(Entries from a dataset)
⟨
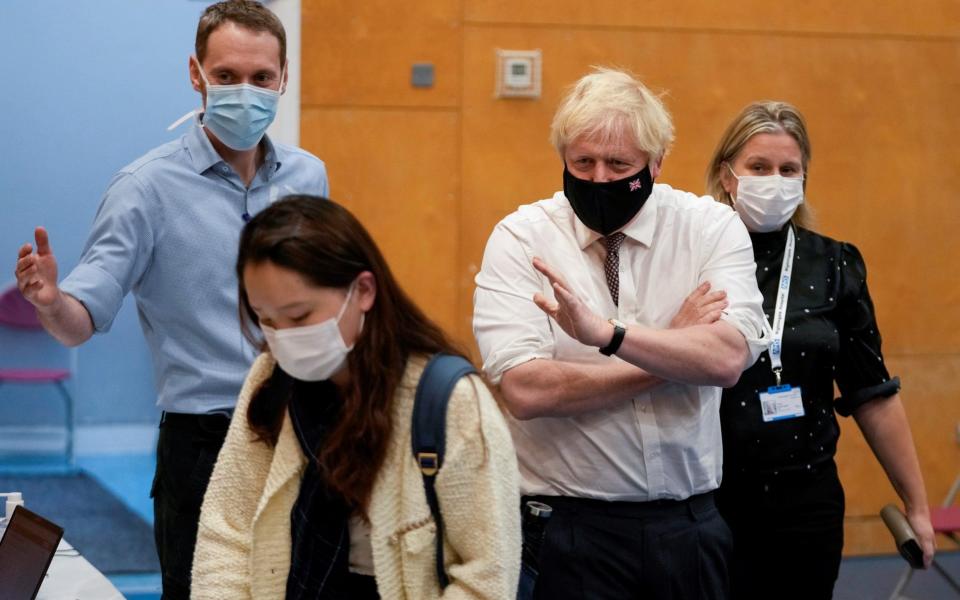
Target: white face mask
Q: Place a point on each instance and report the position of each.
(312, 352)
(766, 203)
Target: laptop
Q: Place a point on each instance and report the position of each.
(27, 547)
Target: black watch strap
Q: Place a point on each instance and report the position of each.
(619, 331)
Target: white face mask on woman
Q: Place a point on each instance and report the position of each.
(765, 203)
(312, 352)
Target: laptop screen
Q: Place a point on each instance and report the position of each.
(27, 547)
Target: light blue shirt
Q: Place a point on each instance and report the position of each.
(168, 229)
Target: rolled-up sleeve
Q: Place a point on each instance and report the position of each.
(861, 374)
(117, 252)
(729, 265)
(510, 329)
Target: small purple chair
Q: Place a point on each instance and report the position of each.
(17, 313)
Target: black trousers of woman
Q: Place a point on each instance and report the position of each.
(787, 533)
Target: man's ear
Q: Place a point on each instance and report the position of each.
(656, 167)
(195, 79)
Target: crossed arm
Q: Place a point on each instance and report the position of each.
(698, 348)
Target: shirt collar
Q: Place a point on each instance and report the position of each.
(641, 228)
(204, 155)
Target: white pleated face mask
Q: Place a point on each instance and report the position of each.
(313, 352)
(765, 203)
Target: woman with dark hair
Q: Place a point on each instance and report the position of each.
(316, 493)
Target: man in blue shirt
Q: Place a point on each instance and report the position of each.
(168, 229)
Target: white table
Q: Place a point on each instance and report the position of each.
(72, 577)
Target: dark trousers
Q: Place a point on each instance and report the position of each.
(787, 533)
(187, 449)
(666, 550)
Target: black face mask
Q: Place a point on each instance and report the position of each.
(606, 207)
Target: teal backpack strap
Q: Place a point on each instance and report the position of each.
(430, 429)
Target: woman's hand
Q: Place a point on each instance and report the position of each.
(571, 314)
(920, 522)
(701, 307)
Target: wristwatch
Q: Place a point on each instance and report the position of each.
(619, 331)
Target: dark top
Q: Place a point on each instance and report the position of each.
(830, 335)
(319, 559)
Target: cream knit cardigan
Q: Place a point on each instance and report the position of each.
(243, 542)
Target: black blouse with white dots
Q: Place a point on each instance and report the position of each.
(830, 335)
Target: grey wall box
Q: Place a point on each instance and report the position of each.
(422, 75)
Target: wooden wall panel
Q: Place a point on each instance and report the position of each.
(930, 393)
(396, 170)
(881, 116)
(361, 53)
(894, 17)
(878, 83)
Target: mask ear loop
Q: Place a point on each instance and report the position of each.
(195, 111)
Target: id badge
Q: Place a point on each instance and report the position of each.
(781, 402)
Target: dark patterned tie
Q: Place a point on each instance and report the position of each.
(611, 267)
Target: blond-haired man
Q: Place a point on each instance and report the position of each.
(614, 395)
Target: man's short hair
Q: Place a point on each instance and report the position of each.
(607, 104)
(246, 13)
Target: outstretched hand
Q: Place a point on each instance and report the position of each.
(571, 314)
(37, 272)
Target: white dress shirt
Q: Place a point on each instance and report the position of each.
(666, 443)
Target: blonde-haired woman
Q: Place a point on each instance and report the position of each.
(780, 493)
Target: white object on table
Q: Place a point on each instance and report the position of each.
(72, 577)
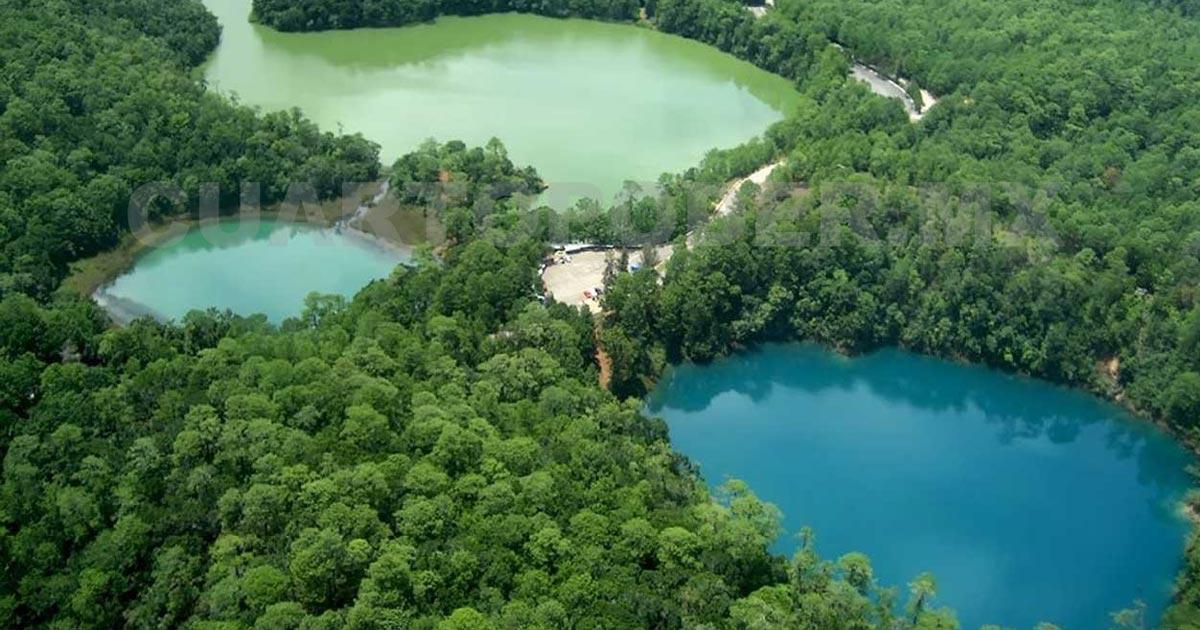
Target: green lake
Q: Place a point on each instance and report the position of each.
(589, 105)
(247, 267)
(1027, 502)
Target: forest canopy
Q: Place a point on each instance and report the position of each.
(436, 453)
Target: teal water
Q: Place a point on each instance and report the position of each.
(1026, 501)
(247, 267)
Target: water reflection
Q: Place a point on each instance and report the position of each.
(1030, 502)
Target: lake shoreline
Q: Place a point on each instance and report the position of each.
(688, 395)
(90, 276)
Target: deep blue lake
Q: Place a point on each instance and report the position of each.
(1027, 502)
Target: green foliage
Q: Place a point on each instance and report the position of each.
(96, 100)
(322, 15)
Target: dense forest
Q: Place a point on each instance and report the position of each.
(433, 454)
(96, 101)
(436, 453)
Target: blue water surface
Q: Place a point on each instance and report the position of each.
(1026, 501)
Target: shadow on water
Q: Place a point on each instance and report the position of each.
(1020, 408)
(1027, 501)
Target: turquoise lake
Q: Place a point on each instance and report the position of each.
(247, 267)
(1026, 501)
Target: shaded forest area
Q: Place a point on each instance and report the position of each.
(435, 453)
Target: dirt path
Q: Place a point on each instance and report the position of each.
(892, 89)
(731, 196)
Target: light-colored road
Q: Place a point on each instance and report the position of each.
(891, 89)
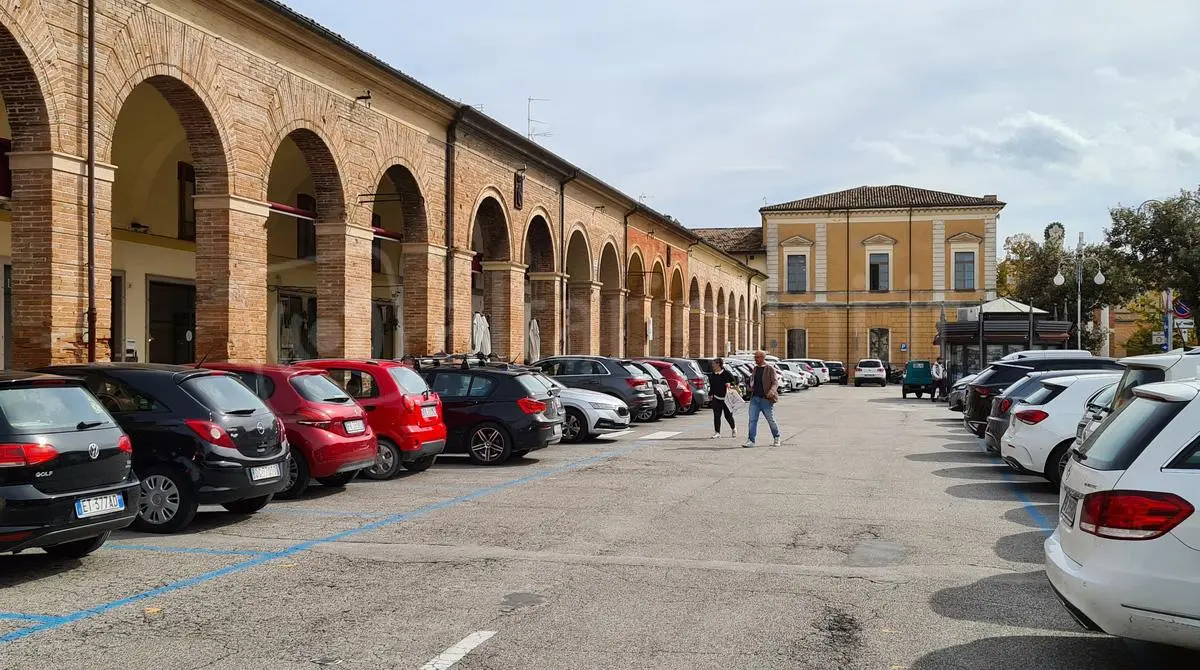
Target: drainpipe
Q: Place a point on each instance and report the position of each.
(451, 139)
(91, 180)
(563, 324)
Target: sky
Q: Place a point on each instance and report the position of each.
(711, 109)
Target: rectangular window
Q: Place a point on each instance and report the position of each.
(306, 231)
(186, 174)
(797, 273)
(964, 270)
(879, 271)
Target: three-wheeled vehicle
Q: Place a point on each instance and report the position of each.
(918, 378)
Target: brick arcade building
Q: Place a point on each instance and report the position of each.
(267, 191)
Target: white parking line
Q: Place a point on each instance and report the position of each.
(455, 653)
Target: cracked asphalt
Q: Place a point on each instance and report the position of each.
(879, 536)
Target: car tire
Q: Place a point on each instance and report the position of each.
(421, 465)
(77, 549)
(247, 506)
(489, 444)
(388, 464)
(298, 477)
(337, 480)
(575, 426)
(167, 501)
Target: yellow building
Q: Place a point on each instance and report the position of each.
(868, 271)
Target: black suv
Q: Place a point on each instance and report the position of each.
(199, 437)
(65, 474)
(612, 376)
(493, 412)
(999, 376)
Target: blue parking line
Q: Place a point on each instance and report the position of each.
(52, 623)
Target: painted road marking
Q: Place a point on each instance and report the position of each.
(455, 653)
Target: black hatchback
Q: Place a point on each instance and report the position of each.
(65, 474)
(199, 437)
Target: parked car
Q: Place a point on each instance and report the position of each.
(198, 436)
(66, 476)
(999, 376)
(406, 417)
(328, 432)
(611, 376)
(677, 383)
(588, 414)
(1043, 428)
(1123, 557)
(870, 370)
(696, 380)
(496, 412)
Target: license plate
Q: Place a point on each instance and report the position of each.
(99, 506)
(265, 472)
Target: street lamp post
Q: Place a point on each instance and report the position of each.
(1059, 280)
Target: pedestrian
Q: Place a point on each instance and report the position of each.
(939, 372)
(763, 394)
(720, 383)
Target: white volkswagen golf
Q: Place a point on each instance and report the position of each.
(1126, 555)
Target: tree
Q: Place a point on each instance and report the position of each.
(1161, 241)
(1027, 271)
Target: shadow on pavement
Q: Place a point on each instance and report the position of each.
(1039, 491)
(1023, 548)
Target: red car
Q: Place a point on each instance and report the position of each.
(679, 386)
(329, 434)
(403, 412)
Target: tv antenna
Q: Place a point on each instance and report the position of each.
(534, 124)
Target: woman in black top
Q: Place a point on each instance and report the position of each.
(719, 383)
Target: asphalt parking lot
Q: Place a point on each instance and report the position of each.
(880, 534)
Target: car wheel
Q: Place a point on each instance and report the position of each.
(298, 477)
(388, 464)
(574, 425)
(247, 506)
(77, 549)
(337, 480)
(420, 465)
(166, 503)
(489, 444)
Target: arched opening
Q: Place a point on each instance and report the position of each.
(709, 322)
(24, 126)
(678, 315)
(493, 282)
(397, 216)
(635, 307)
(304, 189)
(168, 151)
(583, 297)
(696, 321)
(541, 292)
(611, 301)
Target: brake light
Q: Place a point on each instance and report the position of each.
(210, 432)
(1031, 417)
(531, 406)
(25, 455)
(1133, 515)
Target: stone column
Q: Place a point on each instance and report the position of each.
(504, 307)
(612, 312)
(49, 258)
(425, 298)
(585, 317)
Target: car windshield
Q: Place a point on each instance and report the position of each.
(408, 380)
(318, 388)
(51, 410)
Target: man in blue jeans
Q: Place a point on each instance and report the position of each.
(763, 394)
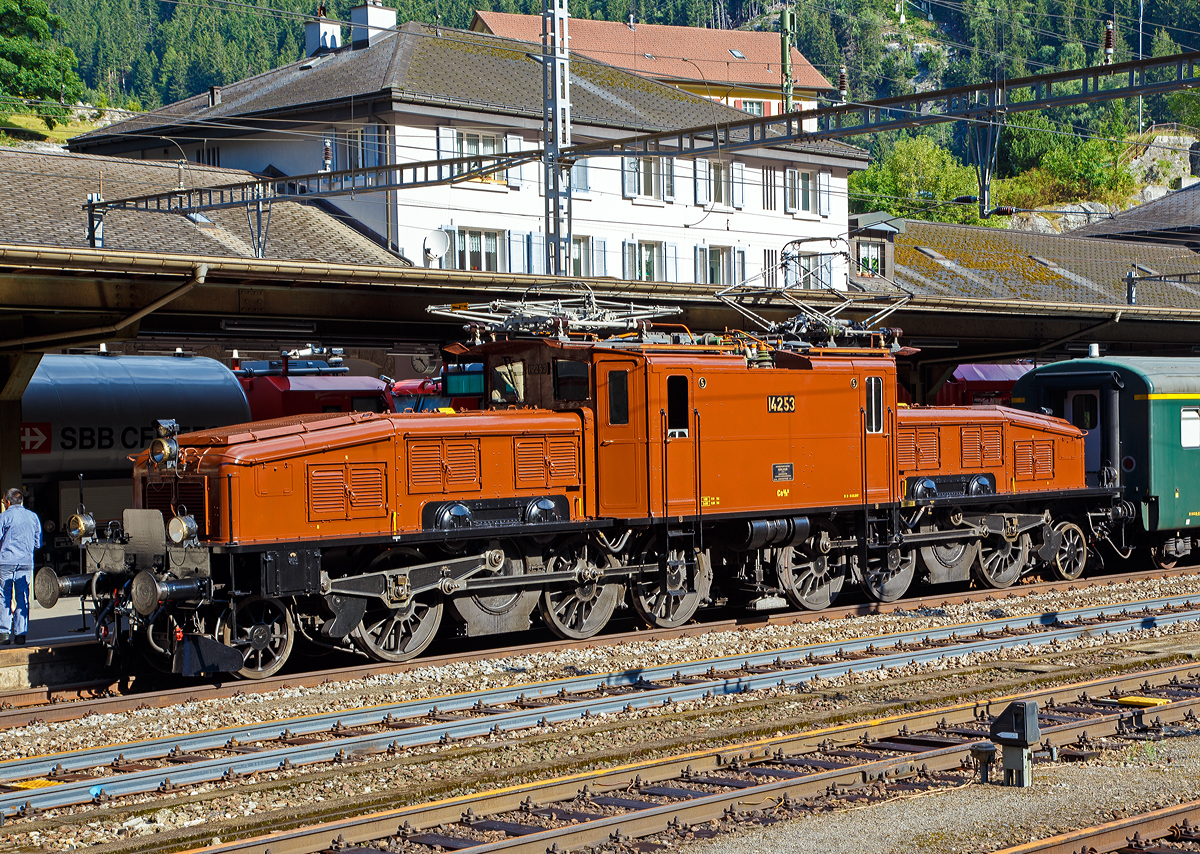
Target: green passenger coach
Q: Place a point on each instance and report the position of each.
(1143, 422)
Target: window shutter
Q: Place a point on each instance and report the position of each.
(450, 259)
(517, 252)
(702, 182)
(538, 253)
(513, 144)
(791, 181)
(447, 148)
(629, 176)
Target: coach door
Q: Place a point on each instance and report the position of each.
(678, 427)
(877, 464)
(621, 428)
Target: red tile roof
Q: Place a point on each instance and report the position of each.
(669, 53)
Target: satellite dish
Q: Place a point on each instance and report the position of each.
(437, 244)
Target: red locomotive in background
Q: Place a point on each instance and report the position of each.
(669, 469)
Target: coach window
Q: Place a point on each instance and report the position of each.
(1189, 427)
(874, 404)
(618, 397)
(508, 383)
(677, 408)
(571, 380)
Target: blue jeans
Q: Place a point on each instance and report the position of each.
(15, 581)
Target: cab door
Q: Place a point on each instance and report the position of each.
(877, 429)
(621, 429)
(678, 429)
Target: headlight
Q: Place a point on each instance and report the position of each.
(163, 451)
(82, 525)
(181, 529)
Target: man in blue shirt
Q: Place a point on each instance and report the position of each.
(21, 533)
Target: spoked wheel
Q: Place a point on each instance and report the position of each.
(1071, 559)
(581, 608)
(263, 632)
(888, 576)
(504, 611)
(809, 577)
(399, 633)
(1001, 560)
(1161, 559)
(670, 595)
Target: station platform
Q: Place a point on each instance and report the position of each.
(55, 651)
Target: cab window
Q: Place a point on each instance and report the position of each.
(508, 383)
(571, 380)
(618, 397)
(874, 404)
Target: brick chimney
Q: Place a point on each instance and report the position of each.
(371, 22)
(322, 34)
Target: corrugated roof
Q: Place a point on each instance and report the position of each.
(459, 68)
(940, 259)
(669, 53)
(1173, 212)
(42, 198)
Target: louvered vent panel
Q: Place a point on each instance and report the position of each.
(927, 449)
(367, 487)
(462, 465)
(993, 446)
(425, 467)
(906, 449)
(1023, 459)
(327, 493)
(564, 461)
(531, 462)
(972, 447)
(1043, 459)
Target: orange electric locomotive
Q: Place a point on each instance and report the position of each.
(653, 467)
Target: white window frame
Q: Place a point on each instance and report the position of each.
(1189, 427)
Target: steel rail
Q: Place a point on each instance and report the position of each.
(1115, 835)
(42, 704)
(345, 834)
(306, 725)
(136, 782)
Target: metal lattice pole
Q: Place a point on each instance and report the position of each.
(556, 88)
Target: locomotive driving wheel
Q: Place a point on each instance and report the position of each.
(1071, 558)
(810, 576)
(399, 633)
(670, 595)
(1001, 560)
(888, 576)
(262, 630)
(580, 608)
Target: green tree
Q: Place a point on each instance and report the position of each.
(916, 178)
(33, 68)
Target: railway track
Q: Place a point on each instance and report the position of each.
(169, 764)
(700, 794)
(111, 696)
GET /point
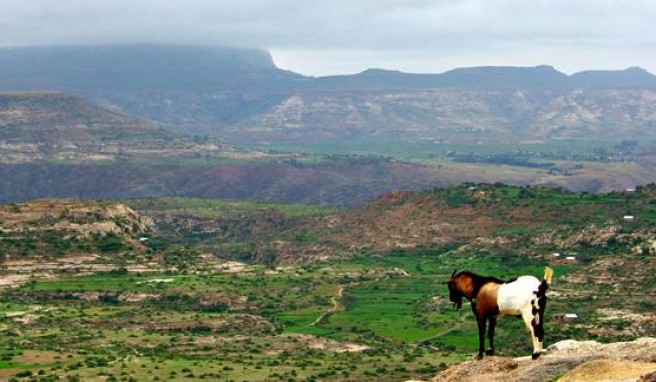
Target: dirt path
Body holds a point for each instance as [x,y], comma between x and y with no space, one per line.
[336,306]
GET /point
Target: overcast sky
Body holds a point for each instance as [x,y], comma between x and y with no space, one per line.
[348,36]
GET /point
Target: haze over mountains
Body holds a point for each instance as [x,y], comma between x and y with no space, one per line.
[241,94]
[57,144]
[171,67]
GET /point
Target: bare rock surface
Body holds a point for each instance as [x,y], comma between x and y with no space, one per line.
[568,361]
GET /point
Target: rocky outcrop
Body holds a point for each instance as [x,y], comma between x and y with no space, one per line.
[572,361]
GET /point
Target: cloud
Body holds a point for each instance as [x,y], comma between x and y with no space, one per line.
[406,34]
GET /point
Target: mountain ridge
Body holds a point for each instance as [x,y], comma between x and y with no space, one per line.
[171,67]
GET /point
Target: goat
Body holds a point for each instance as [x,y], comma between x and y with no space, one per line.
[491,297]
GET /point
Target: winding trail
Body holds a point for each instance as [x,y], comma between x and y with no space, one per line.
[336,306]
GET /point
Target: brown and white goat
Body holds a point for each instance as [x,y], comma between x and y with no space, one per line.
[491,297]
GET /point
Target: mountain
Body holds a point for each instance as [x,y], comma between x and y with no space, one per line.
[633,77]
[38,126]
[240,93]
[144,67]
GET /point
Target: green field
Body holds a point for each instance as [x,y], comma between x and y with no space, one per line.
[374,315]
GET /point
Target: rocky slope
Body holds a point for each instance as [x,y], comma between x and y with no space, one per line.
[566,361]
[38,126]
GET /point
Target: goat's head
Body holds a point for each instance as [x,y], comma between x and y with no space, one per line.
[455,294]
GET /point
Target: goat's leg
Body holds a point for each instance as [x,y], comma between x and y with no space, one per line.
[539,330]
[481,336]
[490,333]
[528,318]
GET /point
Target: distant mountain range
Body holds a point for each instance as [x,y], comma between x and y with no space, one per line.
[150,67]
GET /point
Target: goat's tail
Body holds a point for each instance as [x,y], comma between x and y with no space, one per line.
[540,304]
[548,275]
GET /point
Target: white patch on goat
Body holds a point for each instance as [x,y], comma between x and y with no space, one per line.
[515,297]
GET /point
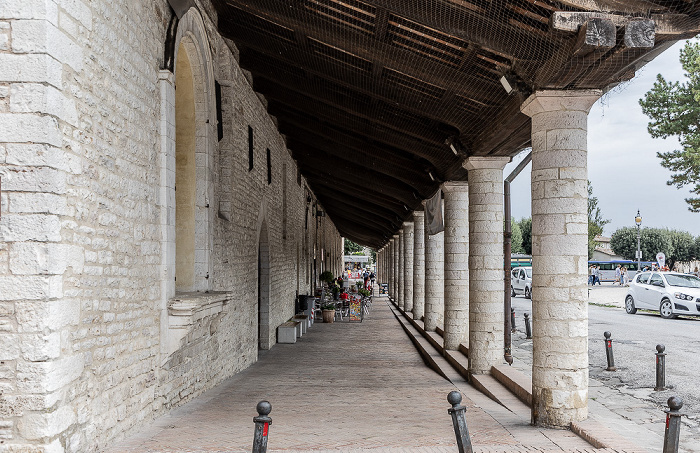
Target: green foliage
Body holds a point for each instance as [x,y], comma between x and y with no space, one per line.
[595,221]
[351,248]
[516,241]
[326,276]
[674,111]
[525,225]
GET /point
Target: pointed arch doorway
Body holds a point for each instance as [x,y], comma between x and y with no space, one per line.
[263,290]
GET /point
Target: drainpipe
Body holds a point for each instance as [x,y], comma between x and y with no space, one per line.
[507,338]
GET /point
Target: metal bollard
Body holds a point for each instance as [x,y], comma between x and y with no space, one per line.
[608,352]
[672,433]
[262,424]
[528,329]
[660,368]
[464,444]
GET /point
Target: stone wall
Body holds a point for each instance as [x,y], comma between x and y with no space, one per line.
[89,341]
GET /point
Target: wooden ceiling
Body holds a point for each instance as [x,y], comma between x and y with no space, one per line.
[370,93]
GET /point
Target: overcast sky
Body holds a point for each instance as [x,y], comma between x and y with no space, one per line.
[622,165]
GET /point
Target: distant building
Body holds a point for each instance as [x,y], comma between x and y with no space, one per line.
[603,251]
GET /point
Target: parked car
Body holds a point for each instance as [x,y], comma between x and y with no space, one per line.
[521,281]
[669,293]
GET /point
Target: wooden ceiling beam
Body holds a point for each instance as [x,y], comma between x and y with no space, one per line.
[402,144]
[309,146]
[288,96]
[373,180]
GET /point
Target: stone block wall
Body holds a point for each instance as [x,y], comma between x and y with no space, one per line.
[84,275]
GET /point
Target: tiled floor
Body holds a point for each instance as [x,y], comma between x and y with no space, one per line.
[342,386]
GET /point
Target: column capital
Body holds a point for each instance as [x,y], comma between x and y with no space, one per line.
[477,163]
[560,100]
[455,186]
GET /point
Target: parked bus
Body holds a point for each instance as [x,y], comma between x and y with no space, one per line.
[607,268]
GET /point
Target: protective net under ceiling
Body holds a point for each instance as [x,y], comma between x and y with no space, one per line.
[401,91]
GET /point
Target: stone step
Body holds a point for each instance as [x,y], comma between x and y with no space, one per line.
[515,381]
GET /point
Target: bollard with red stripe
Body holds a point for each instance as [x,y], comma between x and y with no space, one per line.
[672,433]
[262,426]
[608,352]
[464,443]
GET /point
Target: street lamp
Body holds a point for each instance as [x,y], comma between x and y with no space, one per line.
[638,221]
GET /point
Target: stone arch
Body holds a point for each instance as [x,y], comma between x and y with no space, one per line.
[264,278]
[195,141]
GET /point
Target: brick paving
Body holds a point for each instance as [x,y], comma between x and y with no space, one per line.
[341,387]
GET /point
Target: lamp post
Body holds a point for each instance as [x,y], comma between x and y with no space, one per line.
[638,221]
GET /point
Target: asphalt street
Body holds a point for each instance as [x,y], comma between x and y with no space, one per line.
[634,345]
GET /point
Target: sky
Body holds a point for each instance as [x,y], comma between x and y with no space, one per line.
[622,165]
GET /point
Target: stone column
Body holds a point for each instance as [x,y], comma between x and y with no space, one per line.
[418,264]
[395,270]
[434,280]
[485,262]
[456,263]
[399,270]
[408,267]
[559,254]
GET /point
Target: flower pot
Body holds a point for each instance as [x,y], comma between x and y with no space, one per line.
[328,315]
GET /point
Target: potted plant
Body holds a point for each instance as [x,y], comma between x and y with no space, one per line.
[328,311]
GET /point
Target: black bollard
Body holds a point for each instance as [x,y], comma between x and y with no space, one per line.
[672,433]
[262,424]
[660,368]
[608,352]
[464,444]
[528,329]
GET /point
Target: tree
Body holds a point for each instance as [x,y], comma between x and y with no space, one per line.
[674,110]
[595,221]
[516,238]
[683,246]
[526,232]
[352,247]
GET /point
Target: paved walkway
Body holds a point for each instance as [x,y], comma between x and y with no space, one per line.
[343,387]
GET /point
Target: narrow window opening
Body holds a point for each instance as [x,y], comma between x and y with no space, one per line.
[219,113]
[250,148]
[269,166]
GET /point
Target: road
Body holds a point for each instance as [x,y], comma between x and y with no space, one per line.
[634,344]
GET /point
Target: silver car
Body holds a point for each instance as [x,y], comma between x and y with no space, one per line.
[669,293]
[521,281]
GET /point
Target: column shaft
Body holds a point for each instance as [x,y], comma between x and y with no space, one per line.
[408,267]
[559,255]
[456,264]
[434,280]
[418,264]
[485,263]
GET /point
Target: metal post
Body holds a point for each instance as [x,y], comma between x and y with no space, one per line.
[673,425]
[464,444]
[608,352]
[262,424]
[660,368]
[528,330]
⟩
▶ DIRECTIONS: Return every line in the records above that contains the word "ceiling".

▶ TASK ANSWER:
Target: wooden ceiling
Target: wooden ceiling beam
Target: protective net under ceiling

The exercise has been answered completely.